TEXT FOR ANALYSIS →
Here’s Why the Outlook Was Pulled
The withdrawal came after new data revealed that growth in the Affordable Care Act (ACA) plans is slower and that the health of the insured population is worse than previously expected. This led to a projected $1.8 billion shortfall in risk adjustment revenue, slashing expected earnings by $2.75 per share.
Further, rising Medicaid costs led the company to reassess its pricing strategy for 2026 and pull its near-term outlook.
What’s Behind the Downgrade?
Two Wall Street analysts, A.J. Rice from UBS and John Stansel from JPMorgan, slashed their ratings on Centene stock to Hold from Buy.
The UBS analyst also cut his price target to $45 from $80, and lowered his 2025 and 2026 EPS estimates by over 50% and 45%, respectively. The downgrade stems from unexpected risk adjustment headwinds and high Medicaid cost trends, which the firm believes will weigh on Centene’s near-term earnings.
Similarly, Stansel reduced his price target to $48 from $75. He cited several uncertainties in Centene’s recovery, including changes to premium tax credits and new federal rules for the ACA market.
Is Centene Stock a Good Buy?
Turning to Wall Street, CNC stock has a Moderate Buy consensus rating based on seven Buys and seven Holds assigned in the last three months. The average Centene share price target is $67.42, which implies a potential upside of 97.89% from current levels.

Data records →
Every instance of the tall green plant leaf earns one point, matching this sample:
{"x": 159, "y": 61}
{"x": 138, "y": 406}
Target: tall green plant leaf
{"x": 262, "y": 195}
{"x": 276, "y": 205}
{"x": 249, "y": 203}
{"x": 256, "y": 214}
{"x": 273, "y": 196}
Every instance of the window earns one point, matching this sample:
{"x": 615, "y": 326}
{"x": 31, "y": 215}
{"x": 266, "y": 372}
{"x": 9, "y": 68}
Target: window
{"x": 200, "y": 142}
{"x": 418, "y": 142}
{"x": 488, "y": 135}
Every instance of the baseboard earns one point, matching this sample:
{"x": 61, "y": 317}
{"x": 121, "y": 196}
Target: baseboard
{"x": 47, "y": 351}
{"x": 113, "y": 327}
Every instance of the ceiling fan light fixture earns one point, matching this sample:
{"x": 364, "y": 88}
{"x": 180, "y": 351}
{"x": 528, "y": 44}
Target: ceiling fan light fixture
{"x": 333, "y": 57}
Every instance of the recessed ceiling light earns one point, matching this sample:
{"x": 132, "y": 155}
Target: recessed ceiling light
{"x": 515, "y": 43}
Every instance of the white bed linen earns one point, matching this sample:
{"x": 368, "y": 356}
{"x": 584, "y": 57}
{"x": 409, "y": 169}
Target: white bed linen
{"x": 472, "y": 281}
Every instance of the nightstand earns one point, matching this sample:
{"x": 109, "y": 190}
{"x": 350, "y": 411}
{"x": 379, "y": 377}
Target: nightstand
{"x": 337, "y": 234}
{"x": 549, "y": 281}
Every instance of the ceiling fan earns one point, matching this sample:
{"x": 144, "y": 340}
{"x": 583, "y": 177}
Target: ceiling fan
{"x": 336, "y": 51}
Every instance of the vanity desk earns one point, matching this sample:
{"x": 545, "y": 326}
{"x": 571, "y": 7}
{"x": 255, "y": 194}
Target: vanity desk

BRIEF 1 →
According to the Centene article, to what price did the UBS analyst cut his target for Centene stock?
BRIEF 2 →
From the Centene article, reproduce word for word the passage starting at "The UBS analyst" and ending at "the ACA market.".
BRIEF 3 →
Condense the paragraph of the Centene article beginning "The UBS analyst also cut" into a short bulleted list that keeps its main facts.

ANSWER 1 →
He cut it to $45 from $80.

ANSWER 2 →
The UBS analyst also cut his price target to $45 from $80, and lowered his 2025 and 2026 EPS estimates by over 50% and 45%, respectively. The downgrade stems from unexpected risk adjustment headwinds and high Medicaid cost trends, which the firm believes will weigh on Centene’s near-term earnings.
Similarly, Stansel reduced his price target to $48 from $75. He cited several uncertainties in Centene’s recovery, including changes to premium tax credits and new federal rules for the ACA market.

ANSWER 3 →
- Price target cut from $80 to $45
- EPS estimates lowered by over 50% for 2025 and over 45% for 2026
- Reasons: unexpected risk adjustment headwinds and high Medicaid cost trends, which the firm expects to weigh on Centene's near-term earnings